Ein polarisiertes Relais der beschriebenen Art ist auch mit Einfachstrom zu
betreiben. Da in diesem Falle der Trennstrom fehlt, muß der Schlitten mit den
Kontakten k und k1 (Fig. 32) so weit
dem einen Pol genähert werden, daß die Zunge s bei
stromloser Leitung dauernd von ihm angezogen wird.
In neuerer Zeit werden auch Klopferapparate mit polarisiertem Elektromagnetsystem
verwendet.
Textabbildung Bd. 324, S. 681
Fig. 33.
Der britische Ingenieur Viln hat einen polarisierten
Klopfer angegeben, der insofern von der oben besprochenen und meist verbreiteten
Bauart polarisierter Empfangsapparate abweicht, als der Anker auch noch unter der
Einwirkung einer Abreißfeder steht. Für den Betrieb mit Einfachstrom erfolgt die
Einstellung ähnlich wie beim nicht polarisierten Klopfer, so daß der vom
Telegraphierstrom zu verstärkende Magnetismus des Dauermagneten die Gegenkraft der
Abreißfeder zu überwinden hat. Für Doppelstrombetrieb stellt man den Anker und die
Spannung der Feder so ein, daß die Anziehung durch den Dauermagneten gleich der
Federspannung ist. Verändert der ankommende Strom den Dauermagnetismus, so zieht der
Magnet den Anker z.B. nach unten, trotzdem hierbei die Federspannung wächst, denn es
wächst mit der Annäherung an die Pole auch die Anziehungskraft des Magneten und zwar
4 mal mehr als die Federspannung. Aus diesem Grunde genügt es, durch einen kurzen
schwachen Strom das Gleichgewicht zu stören und den Anker nur wenig nach der einen
oder anderen Seite aus seiner neutralen Lage zu bewegen, um die vollständige
Umlegung des Ankers gegen den einen oder den anderen Anschlagkontakt einzuleiten.
Durch den Trennstrom wird die Wirkung des Zeichenstromes aufgehoben und der Anker
zum anderen Anschlag zurückgeführt. Der Apparat macht die Entsendung von Strömen
längerer Dauer (z.B. für den Morsestrich) entbehrlich
und gestattet die Verwendung von Kondensatorströmen. Die Spulen des Klopferapparates
sind differential gewickelt, was ihn z.B. für den Gegensprechbetrieb (der weiter
unten besprochen wird) geeignet macht. Das Grundbrett ist als Resonanzboden
ausgebildet.
Die Vorteile des Doppelstromes sind, daß das Empfangsrelais neutral eingestellt
werden kann und infolgedessen empfindlicher und schneller arbeitet, daß der Einfluß
des remanenten Magnetismus vermindert oder ganz beseitigt wird, daß ferner
Schwankungen in der Stärke des ankommenden Stromes in gewissen Grenzen zugelassen
werden können, ohne den Empfang der Zeichen zu stören, daß fremde Ströme, z.B. die
aus Nachbarleitungen induzierten Ströme, den Empfangsapparat weniger beeinflussen
können und schließlich, daß die elektrische Ladung, welche der Leitung durch jeden
Stromstoß erteilt wird, durch den folgenden Strom, der immer die entgegengesetzte
Richtung hat, sofort wieder vernichtet wird.

**Gespeicherte Daten:**

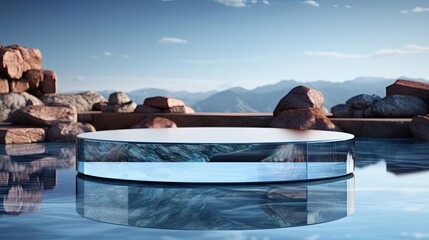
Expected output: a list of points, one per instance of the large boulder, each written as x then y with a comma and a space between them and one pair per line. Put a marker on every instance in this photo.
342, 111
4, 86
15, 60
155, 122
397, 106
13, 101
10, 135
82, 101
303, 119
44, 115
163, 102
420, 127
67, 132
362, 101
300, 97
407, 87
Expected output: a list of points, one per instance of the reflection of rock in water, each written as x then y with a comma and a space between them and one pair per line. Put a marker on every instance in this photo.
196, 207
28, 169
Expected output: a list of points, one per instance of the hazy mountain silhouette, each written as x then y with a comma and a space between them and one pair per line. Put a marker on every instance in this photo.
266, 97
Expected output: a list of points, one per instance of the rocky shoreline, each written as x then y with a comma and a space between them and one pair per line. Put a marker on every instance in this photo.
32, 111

* * *

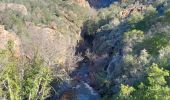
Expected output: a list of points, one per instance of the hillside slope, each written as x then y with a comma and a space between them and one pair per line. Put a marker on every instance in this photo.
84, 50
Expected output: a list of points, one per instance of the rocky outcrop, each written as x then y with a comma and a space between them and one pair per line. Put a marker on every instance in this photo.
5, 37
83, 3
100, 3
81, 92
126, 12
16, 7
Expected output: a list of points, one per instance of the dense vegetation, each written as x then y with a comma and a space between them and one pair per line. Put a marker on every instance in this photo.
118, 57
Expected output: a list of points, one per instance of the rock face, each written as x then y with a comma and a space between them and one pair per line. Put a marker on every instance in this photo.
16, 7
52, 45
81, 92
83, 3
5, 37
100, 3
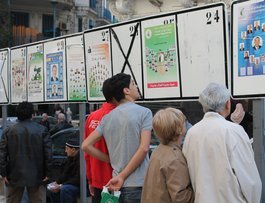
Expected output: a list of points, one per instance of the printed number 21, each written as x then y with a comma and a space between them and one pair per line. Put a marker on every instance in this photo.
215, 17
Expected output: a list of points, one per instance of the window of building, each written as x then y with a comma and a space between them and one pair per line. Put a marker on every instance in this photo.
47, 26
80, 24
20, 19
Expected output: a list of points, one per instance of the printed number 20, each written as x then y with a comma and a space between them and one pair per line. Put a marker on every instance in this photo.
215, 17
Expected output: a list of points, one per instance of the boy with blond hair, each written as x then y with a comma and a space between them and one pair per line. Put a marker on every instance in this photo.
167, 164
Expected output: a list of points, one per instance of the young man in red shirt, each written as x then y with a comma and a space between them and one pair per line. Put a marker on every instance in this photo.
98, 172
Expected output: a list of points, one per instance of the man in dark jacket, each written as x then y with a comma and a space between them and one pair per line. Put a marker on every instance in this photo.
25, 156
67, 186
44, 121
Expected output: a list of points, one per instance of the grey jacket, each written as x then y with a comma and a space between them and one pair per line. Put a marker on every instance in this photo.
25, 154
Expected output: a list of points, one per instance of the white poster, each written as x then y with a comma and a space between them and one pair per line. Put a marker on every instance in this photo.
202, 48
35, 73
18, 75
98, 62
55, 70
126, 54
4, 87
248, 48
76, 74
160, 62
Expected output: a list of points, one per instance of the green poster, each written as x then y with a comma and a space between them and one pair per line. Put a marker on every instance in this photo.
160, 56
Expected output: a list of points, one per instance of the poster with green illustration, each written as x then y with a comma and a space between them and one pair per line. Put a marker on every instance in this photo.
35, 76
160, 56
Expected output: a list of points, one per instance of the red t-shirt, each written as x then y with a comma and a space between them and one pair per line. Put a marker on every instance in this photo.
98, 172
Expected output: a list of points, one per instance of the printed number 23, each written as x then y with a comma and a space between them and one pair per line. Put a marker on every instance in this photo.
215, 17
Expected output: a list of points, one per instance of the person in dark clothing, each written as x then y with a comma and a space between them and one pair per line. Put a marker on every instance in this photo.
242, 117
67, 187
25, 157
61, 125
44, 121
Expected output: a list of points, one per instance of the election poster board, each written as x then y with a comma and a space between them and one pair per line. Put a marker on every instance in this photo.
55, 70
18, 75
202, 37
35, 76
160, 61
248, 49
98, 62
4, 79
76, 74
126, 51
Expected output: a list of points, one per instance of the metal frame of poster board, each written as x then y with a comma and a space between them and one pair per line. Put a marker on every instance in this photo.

* * *

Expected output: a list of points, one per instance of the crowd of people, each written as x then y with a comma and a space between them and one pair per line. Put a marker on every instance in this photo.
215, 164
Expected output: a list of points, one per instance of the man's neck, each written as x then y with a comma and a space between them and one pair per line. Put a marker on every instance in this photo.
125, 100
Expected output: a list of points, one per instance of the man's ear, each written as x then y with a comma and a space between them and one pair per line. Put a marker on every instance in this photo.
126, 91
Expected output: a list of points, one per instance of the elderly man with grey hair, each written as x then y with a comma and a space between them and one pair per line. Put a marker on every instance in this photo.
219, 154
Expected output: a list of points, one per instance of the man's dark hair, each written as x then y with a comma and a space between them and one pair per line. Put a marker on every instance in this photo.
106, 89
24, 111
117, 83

**Aufgabe 1:** Prüfen Sie, ob die folgenden Aussagen mit dem Abschnitt über polarisierte Telegraphenapparate übereinstimmen, und antworten Sie jeweils mit Ja oder Nein sowie den entscheidenden Worten des Abschnitts als wörtlichem Zitat. (a) Bei dem polarisierten Klopfer des Ingenieurs Viln steht der Anker zusätzlich unter der Einwirkung einer Abreißfeder. (b) Die Spulen des Klopferapparates sind einfach gewickelt. (c) Bei der Annäherung an die Pole wächst die Anziehungskraft des Magneten doppelt so stark wie die Federspannung.
**Aufgabe 2:** Zählen Sie, wie viele Zeilen der Datensätze die Zeichenfolge „number“ enthalten, und geben Sie nur diese Zahl an. Dabei wird zwischen Groß- und Kleinschreibung unterschieden.

**Lösung 1:**
(a) Ja: „als der Anker auch noch unter der Einwirkung einer Abreißfeder steht“
(b) Nein: „differential gewickelt“
(c) Nein: „4 mal mehr als die Federspannung“

**Lösung 2:** 3